------ Provided records ------
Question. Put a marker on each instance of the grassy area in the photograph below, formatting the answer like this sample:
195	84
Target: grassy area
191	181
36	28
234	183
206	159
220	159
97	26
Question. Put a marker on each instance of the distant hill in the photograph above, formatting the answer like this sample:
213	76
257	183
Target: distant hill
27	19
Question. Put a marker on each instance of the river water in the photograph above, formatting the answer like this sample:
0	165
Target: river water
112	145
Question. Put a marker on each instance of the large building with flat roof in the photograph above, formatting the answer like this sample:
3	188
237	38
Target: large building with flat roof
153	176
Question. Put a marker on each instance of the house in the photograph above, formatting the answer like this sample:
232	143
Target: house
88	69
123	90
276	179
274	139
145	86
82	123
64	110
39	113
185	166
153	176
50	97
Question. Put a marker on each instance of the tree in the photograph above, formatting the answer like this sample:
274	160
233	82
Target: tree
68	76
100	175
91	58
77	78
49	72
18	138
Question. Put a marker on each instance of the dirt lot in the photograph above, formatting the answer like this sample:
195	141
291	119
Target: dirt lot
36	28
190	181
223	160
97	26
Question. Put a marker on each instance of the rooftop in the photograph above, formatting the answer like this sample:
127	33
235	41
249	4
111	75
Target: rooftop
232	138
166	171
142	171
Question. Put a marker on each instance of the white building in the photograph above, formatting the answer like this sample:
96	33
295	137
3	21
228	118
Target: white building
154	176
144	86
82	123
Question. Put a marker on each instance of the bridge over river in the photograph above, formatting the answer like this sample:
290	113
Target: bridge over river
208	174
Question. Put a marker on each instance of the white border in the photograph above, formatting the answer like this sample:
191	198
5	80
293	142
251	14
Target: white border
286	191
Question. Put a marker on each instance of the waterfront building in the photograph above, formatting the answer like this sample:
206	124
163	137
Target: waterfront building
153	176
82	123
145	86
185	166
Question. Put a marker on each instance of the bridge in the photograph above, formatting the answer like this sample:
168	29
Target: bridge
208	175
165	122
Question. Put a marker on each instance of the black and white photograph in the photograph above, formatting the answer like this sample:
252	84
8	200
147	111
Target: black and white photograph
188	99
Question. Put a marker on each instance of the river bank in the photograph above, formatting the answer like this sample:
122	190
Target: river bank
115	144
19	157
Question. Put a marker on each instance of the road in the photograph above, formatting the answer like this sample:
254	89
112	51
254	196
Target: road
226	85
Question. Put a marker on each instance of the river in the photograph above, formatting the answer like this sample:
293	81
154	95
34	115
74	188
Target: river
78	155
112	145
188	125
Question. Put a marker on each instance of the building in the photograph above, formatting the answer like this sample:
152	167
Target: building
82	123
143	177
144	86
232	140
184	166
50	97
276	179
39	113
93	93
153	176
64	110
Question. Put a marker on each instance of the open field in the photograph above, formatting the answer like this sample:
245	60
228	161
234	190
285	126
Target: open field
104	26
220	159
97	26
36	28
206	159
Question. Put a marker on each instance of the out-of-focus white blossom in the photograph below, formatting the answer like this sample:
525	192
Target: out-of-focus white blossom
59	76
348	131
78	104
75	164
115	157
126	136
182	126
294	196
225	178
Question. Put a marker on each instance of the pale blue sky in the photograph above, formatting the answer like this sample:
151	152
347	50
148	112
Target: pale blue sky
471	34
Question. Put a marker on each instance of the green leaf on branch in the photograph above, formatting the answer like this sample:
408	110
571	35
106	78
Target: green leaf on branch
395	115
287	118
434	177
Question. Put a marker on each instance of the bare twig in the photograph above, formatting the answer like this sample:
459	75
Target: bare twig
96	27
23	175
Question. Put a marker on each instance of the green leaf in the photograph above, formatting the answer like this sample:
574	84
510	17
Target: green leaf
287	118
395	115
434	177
------
» **What to do**
A verbatim repeat of all the entries above is the required answer.

» **Response area**
Question. Put a marker on each instance of the grassy area in the photograph below, formatting the answer like this sample:
195	84
Target: grassy area
191	181
36	28
234	183
206	159
220	159
97	26
Question. Put a marker on each instance of the distant hill in the photograph above, formatting the answer like this sample:
213	76
257	183
Target: distant hill
27	19
Question. Put a marker on each instance of the river water in the photograph above, formatting the answer like this sample:
0	165
Target: river water
112	145
Question. Put a marker on each instance of the large building with flat roof in the photograph above, formatting the answer like this sample:
3	188
237	38
Target: large building with flat roof
153	176
Question. Put a marker on each instance of the house in the photograph above, formatting the answer like this sample:
232	143
Target: house
88	69
123	90
276	179
274	139
145	86
82	123
64	110
39	113
185	166
153	176
50	97
Question. Put a marker on each instance of the tree in the photograph above, formatting the answer like this sample:
274	160
233	82
Target: tree
68	76
100	175
91	58
77	78
49	72
18	138
Question. Put a marker on each instance of the dirt lot in the photograph above, formatting the answer like this sample:
195	141
291	119
Target: dirt lot
36	28
190	181
223	160
97	26
Question. Put a marker on each instance of the rooftop in the photograph above, formatting the answer like this sample:
127	33
235	41
249	4
111	75
Target: rooftop
232	138
166	171
142	171
Question. Put a marker on each instance of the white building in the photograph above, formatting the answer like this sample:
96	33
295	137
3	21
228	118
Target: white building
154	176
144	86
82	123
Question. Put a marker on each instance of the bridge over river in the photograph above, formatting the answer like this sample:
290	113
Target: bridge over river
208	174
Question. Put a marker on each instance of the white border in the photograph above, formatting the answer like this sample:
191	198
5	80
293	142
251	14
Target: white border
286	191
Question. Put a marker on each instance of the waterfront building in the photograph above, formatting the answer like this sample:
206	124
163	137
Target: waterfront building
153	176
82	123
145	86
185	166
Question. Put a marker on each instance of the bridge in the photograph above, formatting the answer like this sample:
168	29
Target: bridge
208	175
165	122
Question. Put a marker on each instance of the black and white photograph in the photograph above, formatting the answer like this sample:
252	84
8	200
147	111
Target: black and white photograph
188	99
Question. Put a marker on each instance of the river bank in the photograph above, formatting the answer like this sample:
122	190
Target: river bank
115	144
19	157
Question. Put a marker on each instance of the road in the photograph above, formatting the answer like this sample:
254	89
112	51
254	196
Target: road
226	85
Question. Put a marker on each instance of the river in the photograph above, formatting the answer like this sample:
293	81
154	95
34	115
74	188
Target: river
78	155
112	145
188	125
Question. Put a marker on each instance of the building in the photograph above, formatting the answer like this sample:
152	167
Target: building
82	123
143	177
144	86
232	140
184	166
50	97
276	179
39	113
93	93
153	176
64	110
Question. Put a marker on each instance of the open field in the photograph above, formatting the answer like this sample:
245	60
228	161
234	190
285	126
Target: open field
104	26
220	159
97	26
36	28
206	159
Question. Put a marker on each instance of the out-of-focus white blossom in the photograph below, formatting the answer like this sample:
525	192
Target: out-of-focus white blossom
59	76
348	131
78	104
75	164
115	157
126	136
182	126
294	196
225	178
Question. Put a marker on each instance of the pale blue sky in the photograph above, formatting the answer like this sample:
151	152
347	50
148	112
Target: pale blue sky
471	34
Question. Put a marker on each instance of the green leaf on branch in the photograph above, formatting the answer like this sample:
408	110
571	35
106	78
Target: green leaf on branch
395	115
287	118
434	177
Question. Put a marker on each instance of the bare twig in the photograph above, formatting the answer like this sample:
459	75
Target: bare twig
96	27
23	175
Question. Put a marker on each instance of the green leaf in the photograph above, formatting the answer like this sample:
574	84
510	17
Target: green leaf
287	118
395	115
434	177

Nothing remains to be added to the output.